### TEXTE PROPOSÉ
🇧🇷 Au Brésil, «c’était bien un coup d’État !» (Renaud Lambert et Marius Viaud / Blog du Monde Diplomatique)


C’est une décision passée largement inaperçue, y compris au Brésil où l’on aurait compris qu’elle fasse la « une ». Le 21 août 2023, le Tribunal régional fédéral de la première région (TRF-1) a balayé la plainte pour « pédalage budgétaire » pesant contre Mme Dilma Rousseff — une accusation qui avait justifié la destitution de l’ancienne présidente, en 2016. En d’autres termes, la justice brésilienne vient de confirmer la nature de cet épisode récent de la vie politique brésilienne : un coup d’État.

Déclaration de Dilma Roussef à la presse après sa destitution, le 31 août 2016. Photo : Roberto Stuckert Filho/PR

Retour sur les faits. Héritière politique de l’ancien président Luis Inácio Lula da Silva, du Parti des travailleurs (PT, gauche), Mme Rousseff est élue en 2010. Son projet politique se caractérise par une accentuation du modèle « néo-développementiste » initié par son prédécesseur : une forme d’interventionnisme de l’État dans l’économie destiné à favoriser l’essor d’un secteur industriel encore rachitique au Brésil. La clef de voûte de son projet ? Réduire les taux d’intérêt, exorbitants, qui freinent les investissements productifs et gavent le secteur financier. À commencer par les détenteurs de la dette interne, environ vingt mille familles, dont la rémunération – qui dépend desdits taux d’intérêt — accapare près d’un tiers du budget fédéral. « Nous projetons de revenir à une situation où les niveaux de profits seront normaux. Cela signifie que certains d’entre nous vont devoir investir dans des activités productives qui bénéficient également au reste du pays », explique Mme Rousseff au Financial Times le 2 octobre 2012. Pour les spéculateurs, l’équivalent d’une déclaration de guerre.

### LIGNES DE DONNÉES
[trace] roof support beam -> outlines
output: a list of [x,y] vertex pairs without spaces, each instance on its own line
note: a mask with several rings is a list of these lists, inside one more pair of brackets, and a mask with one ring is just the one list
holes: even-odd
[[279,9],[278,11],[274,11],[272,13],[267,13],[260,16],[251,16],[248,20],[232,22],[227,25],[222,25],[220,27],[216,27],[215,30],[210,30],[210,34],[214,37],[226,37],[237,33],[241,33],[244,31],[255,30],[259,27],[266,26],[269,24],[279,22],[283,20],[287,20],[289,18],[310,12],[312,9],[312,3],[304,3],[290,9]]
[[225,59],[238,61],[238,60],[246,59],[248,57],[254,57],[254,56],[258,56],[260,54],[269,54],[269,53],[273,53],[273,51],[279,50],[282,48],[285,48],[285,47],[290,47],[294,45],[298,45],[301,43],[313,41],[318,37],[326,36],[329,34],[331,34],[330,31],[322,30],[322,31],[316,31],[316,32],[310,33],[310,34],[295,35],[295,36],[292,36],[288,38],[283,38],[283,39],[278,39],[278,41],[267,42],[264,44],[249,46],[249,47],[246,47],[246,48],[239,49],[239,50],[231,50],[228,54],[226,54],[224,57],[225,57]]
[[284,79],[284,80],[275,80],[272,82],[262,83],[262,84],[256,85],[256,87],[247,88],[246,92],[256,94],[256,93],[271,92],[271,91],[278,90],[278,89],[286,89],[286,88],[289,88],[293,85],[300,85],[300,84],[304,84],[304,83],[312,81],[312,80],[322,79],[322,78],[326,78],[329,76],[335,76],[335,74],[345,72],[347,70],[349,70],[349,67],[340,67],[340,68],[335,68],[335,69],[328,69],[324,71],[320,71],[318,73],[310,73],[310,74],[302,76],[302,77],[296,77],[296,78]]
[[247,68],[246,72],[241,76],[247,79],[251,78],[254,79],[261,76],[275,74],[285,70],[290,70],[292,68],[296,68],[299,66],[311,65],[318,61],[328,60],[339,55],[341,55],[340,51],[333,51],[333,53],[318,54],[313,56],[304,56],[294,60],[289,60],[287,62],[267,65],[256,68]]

---

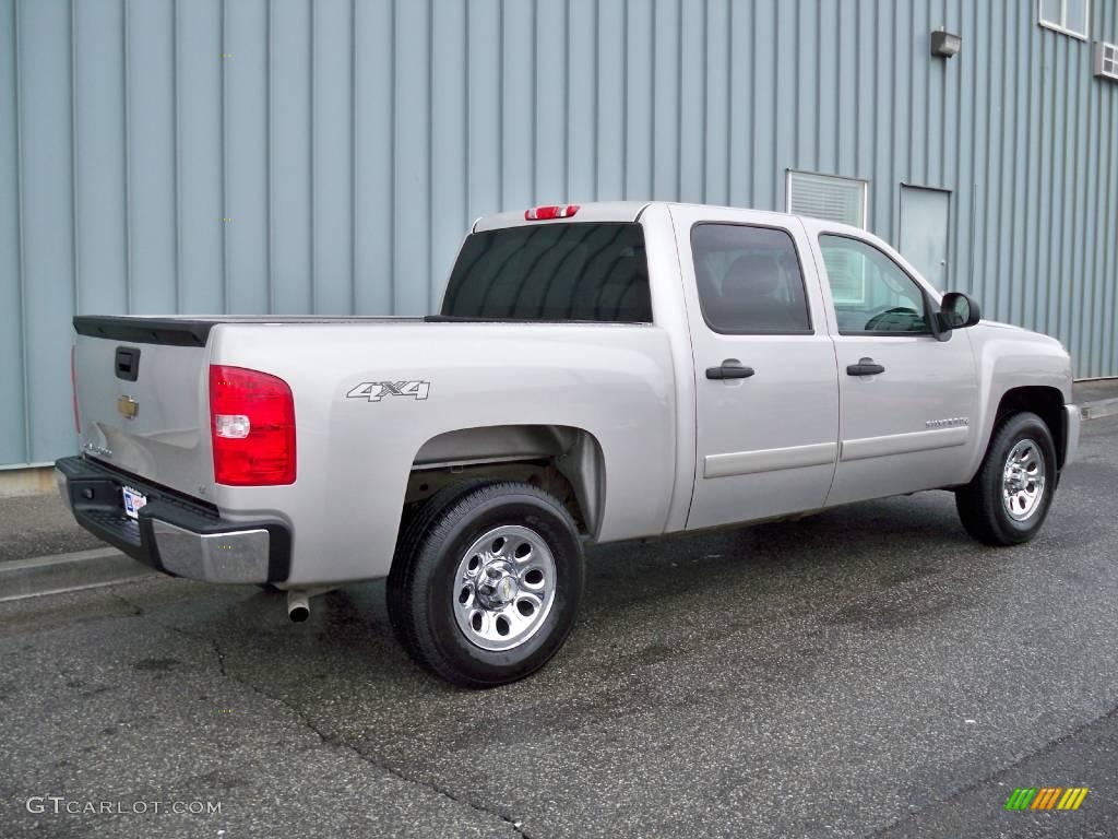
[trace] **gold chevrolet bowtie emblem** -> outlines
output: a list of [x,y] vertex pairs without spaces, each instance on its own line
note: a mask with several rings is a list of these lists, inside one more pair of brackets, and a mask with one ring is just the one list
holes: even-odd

---

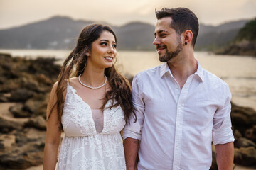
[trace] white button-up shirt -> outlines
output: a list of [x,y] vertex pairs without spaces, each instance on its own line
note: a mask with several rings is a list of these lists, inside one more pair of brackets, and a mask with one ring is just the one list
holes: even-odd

### CONSIGNE
Répondez à ces questions sur le texte consacré à la destitution de Dilma Rousseff :
(a) Quelle juridiction a rejeté, le 21 août 2023, la plainte pour « pédalage budgétaire » ?
(b) En quelle année Mme Rousseff a-t-elle été élue ?
(c) Combien de familles détiennent environ la dette interne ?

### CORRIGÉ
(a) Le Tribunal régional fédéral de la première région (TRF-1).
(b) En 2010.
(c) Environ vingt mille familles.